● **Instructions for the task**: From the data below, retype exactly the lines starting with the one that contains "159L235 170L0 221V310L277" and ending with the one that contains "box: [10, 132, 592, 166]", both included.

● **Source material**:
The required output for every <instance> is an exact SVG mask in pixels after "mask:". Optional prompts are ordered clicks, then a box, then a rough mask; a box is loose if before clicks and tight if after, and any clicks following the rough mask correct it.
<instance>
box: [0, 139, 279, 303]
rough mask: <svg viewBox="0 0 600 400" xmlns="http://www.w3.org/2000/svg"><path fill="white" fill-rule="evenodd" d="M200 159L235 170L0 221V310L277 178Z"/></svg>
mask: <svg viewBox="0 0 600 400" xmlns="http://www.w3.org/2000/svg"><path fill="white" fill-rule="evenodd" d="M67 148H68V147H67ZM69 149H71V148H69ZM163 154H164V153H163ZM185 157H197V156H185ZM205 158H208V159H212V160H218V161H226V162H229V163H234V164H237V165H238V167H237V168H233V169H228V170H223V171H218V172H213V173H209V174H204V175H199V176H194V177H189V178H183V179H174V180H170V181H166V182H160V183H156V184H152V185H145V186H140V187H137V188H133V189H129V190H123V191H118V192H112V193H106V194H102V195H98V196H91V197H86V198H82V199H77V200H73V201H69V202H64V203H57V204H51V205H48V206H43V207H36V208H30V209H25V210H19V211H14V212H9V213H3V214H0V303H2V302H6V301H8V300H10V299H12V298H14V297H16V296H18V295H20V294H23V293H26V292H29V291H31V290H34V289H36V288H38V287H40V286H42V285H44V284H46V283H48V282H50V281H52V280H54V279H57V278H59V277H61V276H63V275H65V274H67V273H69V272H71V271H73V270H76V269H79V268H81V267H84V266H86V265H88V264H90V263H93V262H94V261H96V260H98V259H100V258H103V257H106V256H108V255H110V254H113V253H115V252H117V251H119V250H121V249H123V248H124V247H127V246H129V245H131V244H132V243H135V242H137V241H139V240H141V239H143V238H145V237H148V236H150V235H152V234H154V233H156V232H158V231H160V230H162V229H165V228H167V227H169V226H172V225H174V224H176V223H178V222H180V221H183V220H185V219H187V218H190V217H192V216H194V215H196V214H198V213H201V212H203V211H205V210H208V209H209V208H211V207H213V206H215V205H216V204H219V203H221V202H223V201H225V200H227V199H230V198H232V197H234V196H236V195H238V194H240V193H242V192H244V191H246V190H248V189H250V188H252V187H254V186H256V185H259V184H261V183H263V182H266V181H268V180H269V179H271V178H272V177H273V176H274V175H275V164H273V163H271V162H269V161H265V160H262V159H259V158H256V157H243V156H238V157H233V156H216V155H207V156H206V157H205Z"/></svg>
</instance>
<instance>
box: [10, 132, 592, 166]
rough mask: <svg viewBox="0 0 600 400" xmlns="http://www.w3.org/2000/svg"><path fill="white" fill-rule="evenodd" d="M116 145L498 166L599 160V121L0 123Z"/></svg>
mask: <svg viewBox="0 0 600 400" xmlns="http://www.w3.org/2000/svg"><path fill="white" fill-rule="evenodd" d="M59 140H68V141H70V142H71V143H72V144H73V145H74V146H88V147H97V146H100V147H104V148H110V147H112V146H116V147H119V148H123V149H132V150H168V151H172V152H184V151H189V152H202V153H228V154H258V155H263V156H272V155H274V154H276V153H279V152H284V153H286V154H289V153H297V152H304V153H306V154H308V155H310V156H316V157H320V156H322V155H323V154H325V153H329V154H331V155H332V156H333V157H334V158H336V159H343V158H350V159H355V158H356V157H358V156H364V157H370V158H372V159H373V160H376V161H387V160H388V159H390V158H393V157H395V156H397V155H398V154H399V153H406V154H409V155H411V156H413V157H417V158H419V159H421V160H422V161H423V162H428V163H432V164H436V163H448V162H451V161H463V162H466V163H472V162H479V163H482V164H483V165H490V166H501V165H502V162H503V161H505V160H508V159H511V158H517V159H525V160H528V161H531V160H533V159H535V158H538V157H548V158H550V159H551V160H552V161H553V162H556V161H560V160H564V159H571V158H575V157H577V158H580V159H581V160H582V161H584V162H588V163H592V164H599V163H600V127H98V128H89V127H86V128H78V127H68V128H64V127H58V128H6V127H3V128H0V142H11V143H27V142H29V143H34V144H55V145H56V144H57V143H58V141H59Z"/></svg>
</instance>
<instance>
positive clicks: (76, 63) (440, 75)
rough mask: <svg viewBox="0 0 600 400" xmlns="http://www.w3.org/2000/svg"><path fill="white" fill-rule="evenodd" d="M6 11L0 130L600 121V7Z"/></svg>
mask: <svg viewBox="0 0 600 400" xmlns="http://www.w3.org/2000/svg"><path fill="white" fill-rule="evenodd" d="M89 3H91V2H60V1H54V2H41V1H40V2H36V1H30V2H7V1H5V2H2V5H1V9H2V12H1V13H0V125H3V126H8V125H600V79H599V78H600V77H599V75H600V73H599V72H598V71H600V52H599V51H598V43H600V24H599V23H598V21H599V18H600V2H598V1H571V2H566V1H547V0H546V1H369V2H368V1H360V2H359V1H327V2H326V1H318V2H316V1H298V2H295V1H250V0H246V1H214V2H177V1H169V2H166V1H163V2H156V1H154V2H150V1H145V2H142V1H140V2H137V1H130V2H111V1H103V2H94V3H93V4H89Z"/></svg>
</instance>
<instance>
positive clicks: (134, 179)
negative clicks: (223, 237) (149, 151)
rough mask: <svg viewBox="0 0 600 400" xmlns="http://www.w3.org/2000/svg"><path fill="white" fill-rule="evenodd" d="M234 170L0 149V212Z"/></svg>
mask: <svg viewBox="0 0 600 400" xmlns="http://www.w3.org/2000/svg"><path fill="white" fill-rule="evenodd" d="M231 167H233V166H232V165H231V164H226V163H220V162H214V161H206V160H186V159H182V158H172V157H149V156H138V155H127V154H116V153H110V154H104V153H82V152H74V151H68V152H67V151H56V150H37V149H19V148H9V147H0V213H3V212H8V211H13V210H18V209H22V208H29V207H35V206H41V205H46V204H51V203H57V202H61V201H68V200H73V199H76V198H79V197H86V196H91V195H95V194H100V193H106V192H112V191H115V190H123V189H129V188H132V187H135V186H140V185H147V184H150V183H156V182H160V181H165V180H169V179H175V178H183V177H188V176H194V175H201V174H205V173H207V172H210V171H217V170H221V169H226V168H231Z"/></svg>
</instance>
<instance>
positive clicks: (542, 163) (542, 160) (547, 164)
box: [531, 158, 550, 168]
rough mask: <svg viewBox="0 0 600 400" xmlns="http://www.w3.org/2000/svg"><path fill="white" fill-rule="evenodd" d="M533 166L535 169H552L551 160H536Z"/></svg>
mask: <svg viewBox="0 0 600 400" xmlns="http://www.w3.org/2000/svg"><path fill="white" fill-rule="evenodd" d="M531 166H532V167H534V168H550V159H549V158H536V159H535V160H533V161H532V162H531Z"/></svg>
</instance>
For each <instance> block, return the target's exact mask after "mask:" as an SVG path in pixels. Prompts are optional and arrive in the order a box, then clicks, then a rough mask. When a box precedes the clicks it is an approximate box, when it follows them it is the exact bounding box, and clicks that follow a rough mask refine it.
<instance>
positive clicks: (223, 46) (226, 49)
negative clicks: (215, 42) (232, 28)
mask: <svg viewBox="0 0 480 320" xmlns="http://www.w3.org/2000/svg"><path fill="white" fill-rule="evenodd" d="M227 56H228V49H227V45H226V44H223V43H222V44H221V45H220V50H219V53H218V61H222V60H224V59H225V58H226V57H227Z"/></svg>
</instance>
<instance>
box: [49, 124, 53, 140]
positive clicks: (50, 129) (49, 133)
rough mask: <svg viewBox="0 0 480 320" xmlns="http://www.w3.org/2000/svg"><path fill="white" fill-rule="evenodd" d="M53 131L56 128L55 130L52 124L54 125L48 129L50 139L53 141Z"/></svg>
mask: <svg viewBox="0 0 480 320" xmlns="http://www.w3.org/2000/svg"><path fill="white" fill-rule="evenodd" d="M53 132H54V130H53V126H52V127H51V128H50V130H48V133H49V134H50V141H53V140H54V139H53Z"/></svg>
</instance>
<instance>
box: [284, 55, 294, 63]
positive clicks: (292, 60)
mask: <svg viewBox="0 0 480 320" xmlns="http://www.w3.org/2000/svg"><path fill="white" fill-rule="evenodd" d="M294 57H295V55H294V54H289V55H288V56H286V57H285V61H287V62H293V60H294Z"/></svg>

● **Output for this task**:
rough mask: <svg viewBox="0 0 600 400" xmlns="http://www.w3.org/2000/svg"><path fill="white" fill-rule="evenodd" d="M200 159L235 170L0 221V310L277 178Z"/></svg>
mask: <svg viewBox="0 0 600 400" xmlns="http://www.w3.org/2000/svg"><path fill="white" fill-rule="evenodd" d="M67 148H68V147H67ZM69 149H71V148H69ZM163 154H164V153H163ZM185 157H197V156H185ZM205 158H208V159H212V160H218V161H226V162H229V163H234V164H237V165H238V167H237V168H233V169H228V170H223V171H218V172H213V173H209V174H204V175H199V176H194V177H189V178H183V179H174V180H170V181H166V182H160V183H156V184H152V185H145V186H140V187H137V188H133V189H129V190H123V191H118V192H112V193H106V194H102V195H98V196H91V197H86V198H82V199H77V200H73V201H69V202H64V203H57V204H51V205H48V206H43V207H36V208H30V209H25V210H19V211H14V212H9V213H3V214H0V303H2V302H6V301H8V300H10V299H12V298H14V297H16V296H18V295H20V294H23V293H26V292H29V291H31V290H34V289H36V288H38V287H40V286H42V285H44V284H46V283H48V282H50V281H52V280H54V279H57V278H59V277H61V276H63V275H65V274H67V273H69V272H71V271H73V270H76V269H79V268H81V267H84V266H86V265H88V264H90V263H93V262H94V261H96V260H98V259H100V258H103V257H106V256H108V255H110V254H113V253H115V252H117V251H119V250H121V249H123V248H124V247H127V246H129V245H131V244H132V243H135V242H137V241H139V240H141V239H143V238H145V237H148V236H150V235H152V234H154V233H156V232H158V231H160V230H162V229H165V228H167V227H169V226H172V225H174V224H176V223H178V222H180V221H183V220H185V219H187V218H190V217H192V216H194V215H196V214H198V213H201V212H203V211H205V210H208V209H209V208H211V207H213V206H215V205H216V204H219V203H221V202H223V201H225V200H227V199H230V198H232V197H234V196H236V195H238V194H240V193H242V192H244V191H246V190H248V189H250V188H252V187H254V186H256V185H259V184H261V183H263V182H266V181H268V180H269V179H271V178H272V177H273V176H274V175H275V164H273V163H271V162H269V161H265V160H262V159H259V158H256V157H243V156H238V157H233V156H216V155H207V156H206V157H205Z"/></svg>
</instance>
<instance>
box: [10, 132, 592, 166]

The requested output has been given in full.